[Gezeigter Text]
Zwar wird zutreffend davon ausgegangen, dass der Kläger für den behaupteten Behandlungsfehler (§ 630a Absatz 2 BGB) nach allgemeinen Grundsätzen die Darlegungs- und Beweislast trägt. Da nach den Feststellungen des Berufungsgerichts kein für die Beklagte vollbeherrschbares Risiko vorlag, wird nach der Beweislastregel des § 630h Absatz 1 BGB kein Behandlungsfehler zugunsten des Klägers vermutet.
Vortrag des Klägers wurde nicht wirksam bestritten
Die Revision beanstandet aber hinsichtlich dieses Aspektes mit Erfolg, dass angenommen worden ist, die Beklagte habe den Vortrag des Klägers – der Arzt habe keine Handschuhe getragen, keine Handreinigung durchgeführt und eine Spritze verwendet, die ihm zuvor zu Boden gefallen sei – ausreichend bestritten.
Diesbezüglich hatte die Beklagte vorgetragen, der venöse Zugang sei durch den Zeugen Dr. R. gelegt worden. Dabei sei es nicht zu den von dem Kläger behaupteten Geschehnissen gekommen, sondern der notwendige Hygienestandard sei korrekt eingehalten worden.
Nachdem sich indes im Zuge der Beweisaufnahme herausgestellt hatte, dass nicht der Zeuge Dr. R., sondern – wovon das Berufungsgericht dann auch ausgeht – eine andere Person die Infusion gelegt hatte, hätte das Berufungsgericht dabei nicht stehen bleiben und von einem wirksamen Bestreiten ausgehen dürfen.
Prozessual hätte auf dieser Grundlage nicht angenommen werden dürfen, dass der Kläger den ihm obliegenden Beweis für einen Behandlungsfehler nicht erbracht habe. Denn unter Berücksichtigung des Beweisergebnisses lag ein beachtliches Bestreiten nicht (mehr) vor.
Anderenfalls könnte sich der Prozessgegner durch beliebigen, sich als unzutreffend erweisenden Vortrag der obliegenden Erklärungspflicht entledigen, ohne die Folge der Fiktion des Zugeständnisses gemäß § 138 Absatz 3 ZPO gewärtigen zu müssen.
Das ist mit der aus den verfassungsrechtlich geschützten Rechten auf ein faires Verfahren und auf effektiven Rechtsschutz folgenden Verpflichtung zu einer fairen Verteilung der Darlegungs- und Beweislasten nicht zu vereinbaren.

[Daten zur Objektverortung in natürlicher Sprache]
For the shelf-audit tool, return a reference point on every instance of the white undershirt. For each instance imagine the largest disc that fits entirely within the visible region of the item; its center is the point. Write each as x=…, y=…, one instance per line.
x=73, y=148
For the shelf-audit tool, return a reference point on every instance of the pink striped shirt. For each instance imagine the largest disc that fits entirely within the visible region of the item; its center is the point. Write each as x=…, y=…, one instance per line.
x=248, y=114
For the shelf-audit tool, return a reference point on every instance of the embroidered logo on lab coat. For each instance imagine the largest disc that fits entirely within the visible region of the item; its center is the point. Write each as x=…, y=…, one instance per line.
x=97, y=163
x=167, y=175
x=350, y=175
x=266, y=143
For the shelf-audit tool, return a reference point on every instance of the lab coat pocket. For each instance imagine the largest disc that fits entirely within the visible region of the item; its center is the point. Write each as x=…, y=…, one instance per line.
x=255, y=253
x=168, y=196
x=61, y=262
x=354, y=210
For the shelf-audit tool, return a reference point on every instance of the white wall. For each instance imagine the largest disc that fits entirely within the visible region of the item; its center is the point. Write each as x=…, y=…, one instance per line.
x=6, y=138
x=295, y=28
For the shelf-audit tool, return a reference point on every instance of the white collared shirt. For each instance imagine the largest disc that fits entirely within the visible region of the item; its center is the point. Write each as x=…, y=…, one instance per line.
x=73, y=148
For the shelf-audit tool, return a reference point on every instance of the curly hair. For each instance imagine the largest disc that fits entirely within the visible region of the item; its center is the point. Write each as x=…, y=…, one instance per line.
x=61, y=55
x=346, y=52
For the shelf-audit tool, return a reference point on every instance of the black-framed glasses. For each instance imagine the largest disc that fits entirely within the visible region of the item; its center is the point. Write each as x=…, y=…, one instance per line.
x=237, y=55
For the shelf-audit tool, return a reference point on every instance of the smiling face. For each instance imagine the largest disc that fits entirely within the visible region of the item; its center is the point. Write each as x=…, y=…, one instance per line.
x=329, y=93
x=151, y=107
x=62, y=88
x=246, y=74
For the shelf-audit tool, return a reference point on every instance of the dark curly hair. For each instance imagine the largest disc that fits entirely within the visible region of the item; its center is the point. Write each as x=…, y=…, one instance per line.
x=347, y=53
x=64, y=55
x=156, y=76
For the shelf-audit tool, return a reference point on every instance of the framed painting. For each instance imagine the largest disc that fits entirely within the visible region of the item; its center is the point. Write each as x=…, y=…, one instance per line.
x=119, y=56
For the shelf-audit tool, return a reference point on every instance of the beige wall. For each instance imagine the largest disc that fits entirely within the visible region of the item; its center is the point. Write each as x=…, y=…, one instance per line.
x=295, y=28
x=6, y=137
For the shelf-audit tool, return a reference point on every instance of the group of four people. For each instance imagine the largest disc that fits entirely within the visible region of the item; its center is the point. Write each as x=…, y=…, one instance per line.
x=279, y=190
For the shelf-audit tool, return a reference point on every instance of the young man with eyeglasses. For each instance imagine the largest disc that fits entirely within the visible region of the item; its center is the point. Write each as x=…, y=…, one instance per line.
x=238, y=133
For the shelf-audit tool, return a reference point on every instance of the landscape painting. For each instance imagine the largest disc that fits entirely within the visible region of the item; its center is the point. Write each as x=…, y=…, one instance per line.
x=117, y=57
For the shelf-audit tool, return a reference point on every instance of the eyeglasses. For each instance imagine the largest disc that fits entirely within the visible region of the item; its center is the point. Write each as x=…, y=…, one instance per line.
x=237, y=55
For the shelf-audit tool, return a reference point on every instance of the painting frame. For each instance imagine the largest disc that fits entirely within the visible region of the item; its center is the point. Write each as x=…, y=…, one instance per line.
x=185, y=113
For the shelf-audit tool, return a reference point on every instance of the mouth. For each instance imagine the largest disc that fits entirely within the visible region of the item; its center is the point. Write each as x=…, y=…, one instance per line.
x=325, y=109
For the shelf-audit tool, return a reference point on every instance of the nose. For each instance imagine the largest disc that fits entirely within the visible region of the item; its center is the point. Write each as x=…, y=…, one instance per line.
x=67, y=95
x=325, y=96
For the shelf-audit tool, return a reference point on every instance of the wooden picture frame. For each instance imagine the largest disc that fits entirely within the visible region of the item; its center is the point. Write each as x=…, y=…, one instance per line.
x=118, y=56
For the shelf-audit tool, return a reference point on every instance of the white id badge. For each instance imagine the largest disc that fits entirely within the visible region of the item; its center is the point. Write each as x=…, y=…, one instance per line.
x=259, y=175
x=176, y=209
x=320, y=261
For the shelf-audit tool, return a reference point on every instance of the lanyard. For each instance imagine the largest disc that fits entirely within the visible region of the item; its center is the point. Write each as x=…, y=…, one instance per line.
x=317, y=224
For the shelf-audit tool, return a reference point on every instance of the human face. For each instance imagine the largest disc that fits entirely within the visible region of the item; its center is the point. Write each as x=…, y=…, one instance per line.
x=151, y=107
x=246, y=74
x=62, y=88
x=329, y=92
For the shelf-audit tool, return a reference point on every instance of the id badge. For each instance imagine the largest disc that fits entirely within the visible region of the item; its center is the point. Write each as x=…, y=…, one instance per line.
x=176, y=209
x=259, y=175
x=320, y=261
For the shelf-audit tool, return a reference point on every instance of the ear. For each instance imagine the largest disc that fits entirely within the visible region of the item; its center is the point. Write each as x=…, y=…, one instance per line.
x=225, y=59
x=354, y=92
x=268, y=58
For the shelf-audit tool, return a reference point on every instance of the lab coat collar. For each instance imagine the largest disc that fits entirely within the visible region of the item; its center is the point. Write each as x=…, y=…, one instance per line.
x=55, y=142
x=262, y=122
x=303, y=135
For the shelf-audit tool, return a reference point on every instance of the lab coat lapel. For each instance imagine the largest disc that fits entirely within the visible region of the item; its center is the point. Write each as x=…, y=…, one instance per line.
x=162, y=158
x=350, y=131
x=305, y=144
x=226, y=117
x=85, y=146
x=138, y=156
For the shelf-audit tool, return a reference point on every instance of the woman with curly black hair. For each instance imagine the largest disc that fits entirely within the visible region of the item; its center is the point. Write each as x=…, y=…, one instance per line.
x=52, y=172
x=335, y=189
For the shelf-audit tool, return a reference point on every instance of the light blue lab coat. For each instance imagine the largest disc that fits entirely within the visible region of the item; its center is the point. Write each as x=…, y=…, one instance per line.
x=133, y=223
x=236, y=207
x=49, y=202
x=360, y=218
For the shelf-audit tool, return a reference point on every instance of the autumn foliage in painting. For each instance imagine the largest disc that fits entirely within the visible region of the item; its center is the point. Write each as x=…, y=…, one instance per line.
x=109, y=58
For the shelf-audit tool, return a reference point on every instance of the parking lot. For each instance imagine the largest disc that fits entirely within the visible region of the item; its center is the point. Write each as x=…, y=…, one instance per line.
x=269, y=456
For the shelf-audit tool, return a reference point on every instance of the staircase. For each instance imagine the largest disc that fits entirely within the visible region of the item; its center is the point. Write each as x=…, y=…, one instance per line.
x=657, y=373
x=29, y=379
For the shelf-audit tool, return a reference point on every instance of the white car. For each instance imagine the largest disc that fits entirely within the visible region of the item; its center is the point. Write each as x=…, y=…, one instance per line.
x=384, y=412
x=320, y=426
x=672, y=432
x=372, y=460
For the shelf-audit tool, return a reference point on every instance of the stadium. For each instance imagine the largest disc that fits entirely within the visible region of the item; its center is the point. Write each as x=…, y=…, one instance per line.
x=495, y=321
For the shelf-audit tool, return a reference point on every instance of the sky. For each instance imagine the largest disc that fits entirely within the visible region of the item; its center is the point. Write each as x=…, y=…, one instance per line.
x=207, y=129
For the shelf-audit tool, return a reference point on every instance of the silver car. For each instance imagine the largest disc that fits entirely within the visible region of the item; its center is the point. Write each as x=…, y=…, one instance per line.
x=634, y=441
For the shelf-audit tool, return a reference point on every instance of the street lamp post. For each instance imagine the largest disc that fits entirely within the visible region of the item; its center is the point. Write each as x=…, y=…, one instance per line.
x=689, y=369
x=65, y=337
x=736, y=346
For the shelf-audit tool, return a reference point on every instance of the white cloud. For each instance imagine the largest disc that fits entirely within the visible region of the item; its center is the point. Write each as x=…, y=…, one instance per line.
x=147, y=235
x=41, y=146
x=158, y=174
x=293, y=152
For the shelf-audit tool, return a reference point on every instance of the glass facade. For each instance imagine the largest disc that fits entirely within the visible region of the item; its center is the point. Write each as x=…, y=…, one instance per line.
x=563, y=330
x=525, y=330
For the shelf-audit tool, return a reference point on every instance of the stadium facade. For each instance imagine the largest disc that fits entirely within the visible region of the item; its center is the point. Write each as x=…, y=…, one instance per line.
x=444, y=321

[Aufgabe] Wer hat nach dem Vortrag der Beklagten im gezeigten Text den venösen Zugang gelegt?

[Deine Lösung] Der Zeuge Dr. R. hat nach dem Vortrag der Beklagten den venösen Zugang gelegt.